We’ve had some discussion about fossil fuel subsidies, so I though it worth just summarising the position with regards to North Sea oil.


Producers of North Sea oil are taxed in three ways:-

1) Petroleum Revenue Tax (PRT) – this only applies to fields operating, or with consent, prior to 1993.

PRT is charged at 50% of profits, specifically for that field. In other words, losses from one field cannot be offset against the profits from another.

2) Corporation Tax – this is normally at 30% of profits (after PRT has been accounted for). Note that this is higher than normal corporation tax, which is now 20%.

3) Supplementary Charge – this is an addition to Corporation Tax, and is set at 20%, calculated against the profit before Corporation Tax.



So we can summarise:


  Pre 1993 Post 1993
Profit £100 £100
Profit after PRT £50 £100
Corporation Tax £15 £30
Supplementary Charge £10 £20
Total Tax £75 £50
Net Profit after Tax £25 £50


As a non oil business would only pay Corporation Tax of £20, North Sea oil outfits are clearly paying much more than their share.

━━━━━━

*REQUIRED WORK*.
**1.** In the North Sea oil tax text, what rate is Petroleum Revenue Tax charged at?
**2.** Reproduce the North Sea oil tax text word for word, starting at "Pre 1993 Post" and ending at "than their share.".

━━━━━━

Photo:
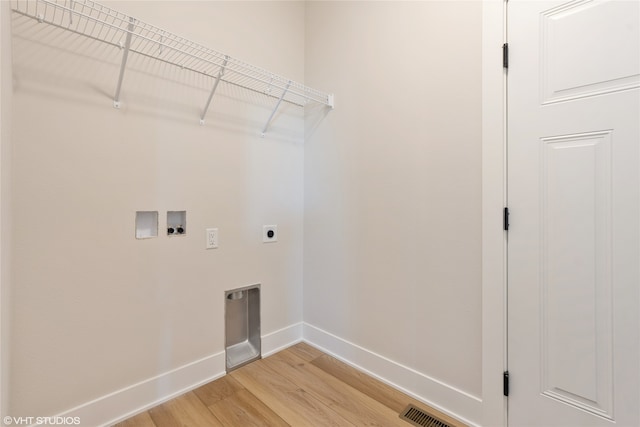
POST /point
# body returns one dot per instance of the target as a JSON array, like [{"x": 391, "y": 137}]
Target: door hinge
[
  {"x": 505, "y": 383},
  {"x": 505, "y": 55},
  {"x": 505, "y": 219}
]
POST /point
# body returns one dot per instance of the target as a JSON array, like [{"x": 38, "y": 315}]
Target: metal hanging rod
[{"x": 107, "y": 25}]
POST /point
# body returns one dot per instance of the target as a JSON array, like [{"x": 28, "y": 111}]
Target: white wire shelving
[{"x": 131, "y": 35}]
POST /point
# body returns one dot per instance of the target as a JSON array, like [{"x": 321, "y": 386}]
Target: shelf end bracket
[
  {"x": 284, "y": 92},
  {"x": 123, "y": 65},
  {"x": 213, "y": 90}
]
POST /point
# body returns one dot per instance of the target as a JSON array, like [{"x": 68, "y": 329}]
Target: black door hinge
[
  {"x": 505, "y": 55},
  {"x": 505, "y": 219},
  {"x": 505, "y": 383}
]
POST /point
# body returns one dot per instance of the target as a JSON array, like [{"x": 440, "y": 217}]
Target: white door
[{"x": 574, "y": 198}]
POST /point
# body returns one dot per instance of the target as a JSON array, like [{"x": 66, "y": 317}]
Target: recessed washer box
[
  {"x": 269, "y": 233},
  {"x": 176, "y": 223},
  {"x": 146, "y": 224},
  {"x": 242, "y": 326}
]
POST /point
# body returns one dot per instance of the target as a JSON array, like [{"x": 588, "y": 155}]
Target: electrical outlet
[
  {"x": 212, "y": 238},
  {"x": 270, "y": 233}
]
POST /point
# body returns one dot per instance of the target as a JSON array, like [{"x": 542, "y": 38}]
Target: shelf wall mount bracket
[
  {"x": 123, "y": 65},
  {"x": 213, "y": 90},
  {"x": 266, "y": 126}
]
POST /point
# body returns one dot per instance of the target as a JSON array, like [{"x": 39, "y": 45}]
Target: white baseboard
[
  {"x": 129, "y": 401},
  {"x": 124, "y": 403},
  {"x": 443, "y": 397}
]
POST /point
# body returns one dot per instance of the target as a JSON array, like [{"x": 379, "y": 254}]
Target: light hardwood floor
[{"x": 299, "y": 386}]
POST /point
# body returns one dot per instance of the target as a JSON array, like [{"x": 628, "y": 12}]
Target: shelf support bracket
[
  {"x": 213, "y": 90},
  {"x": 266, "y": 126},
  {"x": 125, "y": 55}
]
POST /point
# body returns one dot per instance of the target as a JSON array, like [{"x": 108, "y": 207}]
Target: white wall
[
  {"x": 94, "y": 309},
  {"x": 392, "y": 273},
  {"x": 6, "y": 94}
]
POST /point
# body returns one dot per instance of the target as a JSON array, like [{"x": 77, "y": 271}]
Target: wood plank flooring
[{"x": 299, "y": 386}]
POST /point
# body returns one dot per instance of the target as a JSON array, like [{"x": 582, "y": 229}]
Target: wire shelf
[{"x": 107, "y": 25}]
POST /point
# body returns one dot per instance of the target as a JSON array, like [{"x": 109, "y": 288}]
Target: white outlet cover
[
  {"x": 211, "y": 236},
  {"x": 268, "y": 237}
]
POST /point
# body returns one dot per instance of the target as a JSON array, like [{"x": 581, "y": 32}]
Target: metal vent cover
[{"x": 419, "y": 418}]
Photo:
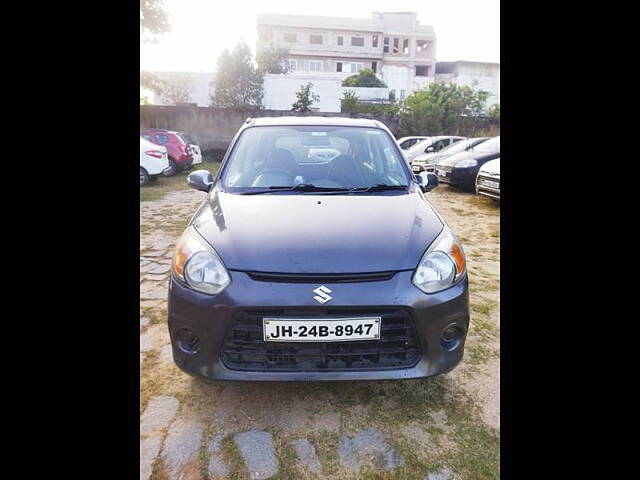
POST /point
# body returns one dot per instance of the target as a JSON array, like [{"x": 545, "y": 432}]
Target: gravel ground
[{"x": 446, "y": 427}]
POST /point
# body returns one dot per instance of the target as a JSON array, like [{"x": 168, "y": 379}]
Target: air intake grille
[{"x": 245, "y": 349}]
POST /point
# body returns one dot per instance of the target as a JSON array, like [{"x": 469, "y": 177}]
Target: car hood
[{"x": 303, "y": 233}]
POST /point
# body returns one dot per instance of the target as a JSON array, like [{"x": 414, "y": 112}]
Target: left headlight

━━━━━━

*ANSWERS PROVIDED*.
**1.** 50% of the profits of each specific field.

**2.**
Pre 1993 Post 1993
Profit £100 £100
Profit after PRT £50 £100
Corporation Tax £15 £30
Supplementary Charge £10 £20
Total Tax £75 £50
Net Profit after Tax £25 £50


As a non oil business would only pay Corporation Tax of £20, North Sea oil outfits are clearly paying much more than their share.